Task brief: Print, exactly as they appear in the listing below, the lines from the line with "In the photo above, where can the blurred" to the line with "In the photo above, where can the spider cephalothorax", with both end lines kept.

Material for the task:
☆ ☆ ☆ ☆ ☆ ☆ ☆
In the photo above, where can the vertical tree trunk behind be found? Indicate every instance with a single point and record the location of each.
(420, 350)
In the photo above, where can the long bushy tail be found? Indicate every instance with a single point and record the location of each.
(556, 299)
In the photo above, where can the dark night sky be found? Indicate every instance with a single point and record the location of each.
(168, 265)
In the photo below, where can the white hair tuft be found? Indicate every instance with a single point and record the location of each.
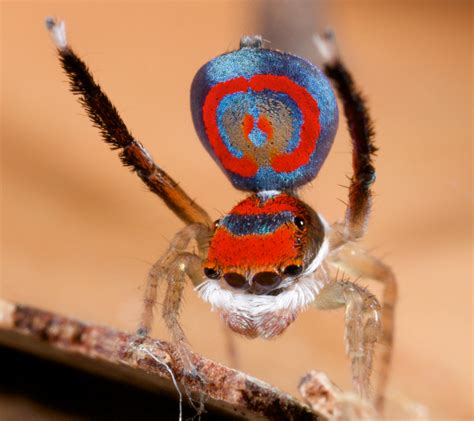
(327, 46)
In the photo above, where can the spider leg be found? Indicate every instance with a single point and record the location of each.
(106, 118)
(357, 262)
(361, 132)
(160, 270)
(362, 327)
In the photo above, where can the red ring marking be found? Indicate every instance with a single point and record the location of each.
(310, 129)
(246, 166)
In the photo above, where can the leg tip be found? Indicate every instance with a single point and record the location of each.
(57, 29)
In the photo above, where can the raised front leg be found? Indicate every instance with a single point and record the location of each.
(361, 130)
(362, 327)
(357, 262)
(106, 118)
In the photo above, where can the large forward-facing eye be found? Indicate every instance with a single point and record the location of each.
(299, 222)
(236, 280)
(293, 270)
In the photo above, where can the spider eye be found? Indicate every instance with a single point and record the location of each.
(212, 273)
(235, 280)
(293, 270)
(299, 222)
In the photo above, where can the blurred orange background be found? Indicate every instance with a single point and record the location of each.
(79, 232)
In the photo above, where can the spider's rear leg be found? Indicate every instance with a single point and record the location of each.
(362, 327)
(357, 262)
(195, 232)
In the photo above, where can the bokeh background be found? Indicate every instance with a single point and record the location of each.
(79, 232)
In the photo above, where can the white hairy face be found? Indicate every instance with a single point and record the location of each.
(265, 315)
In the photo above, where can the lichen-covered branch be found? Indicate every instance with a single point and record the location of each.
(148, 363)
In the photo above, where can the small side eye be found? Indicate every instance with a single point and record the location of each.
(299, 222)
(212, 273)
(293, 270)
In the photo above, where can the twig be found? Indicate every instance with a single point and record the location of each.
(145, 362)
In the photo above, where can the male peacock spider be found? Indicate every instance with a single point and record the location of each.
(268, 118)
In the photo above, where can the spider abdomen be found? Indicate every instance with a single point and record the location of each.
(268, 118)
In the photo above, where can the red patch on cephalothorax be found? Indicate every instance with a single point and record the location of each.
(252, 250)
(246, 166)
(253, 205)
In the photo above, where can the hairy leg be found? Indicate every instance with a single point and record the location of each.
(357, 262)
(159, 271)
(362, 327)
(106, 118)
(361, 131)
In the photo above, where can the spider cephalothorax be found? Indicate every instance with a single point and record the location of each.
☆ ☆ ☆ ☆ ☆ ☆ ☆
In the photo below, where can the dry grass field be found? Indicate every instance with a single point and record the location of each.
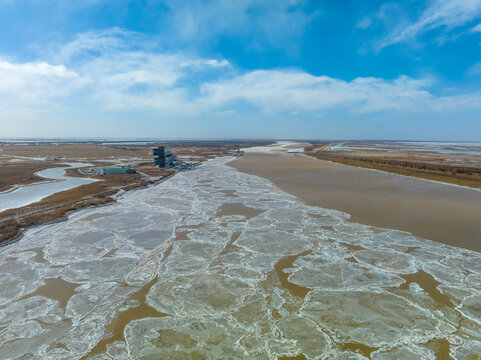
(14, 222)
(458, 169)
☆ ☆ ☆ ☆ ☆ ☆ ☆
Output:
In the photo above, where can the blurred orange background be found? Indicate every instance with a single point and record the location of each.
(79, 232)
In the photo above, where can the spider's rear leg be found? Indicate every instance with a single point and record the location of each.
(362, 327)
(357, 262)
(195, 232)
In the photo above, where can the bokeh background be found? Indicate every instance with a single point and record the location of each.
(79, 232)
In the photo above, where can the white hairy face be found? Indicate every instance with a single point and record the location of each.
(265, 315)
In the photo above, where can the lichen-covered branch be found? Indicate every instance with a single point and record the location of each.
(148, 363)
In the photo above, where can the small side eye be found? Indicate every instance with a single point and record the location of each.
(299, 222)
(212, 273)
(293, 270)
In the photo above, where can the twig be found? Indicate every instance with a single point and record the location of each.
(145, 362)
In the photo above, where can the male peacock spider be found? Indicate every instance with a single point and record the location of each.
(268, 118)
In the photo above, where can the spider abdomen be found? Indicate every instance with a single point and record the location of each.
(268, 118)
In the photo above, where can the red patch on cephalothorax be found? Indicate every instance with a single point and record the location of each.
(252, 250)
(246, 166)
(253, 205)
In the photo above, where can the hairy leg be found? Indicate every instance with a single point and record the location of each.
(357, 262)
(159, 271)
(362, 327)
(106, 118)
(361, 131)
In the photo above, where can the spider cephalothorax be found? Indicate every instance with a single point and record the location of each.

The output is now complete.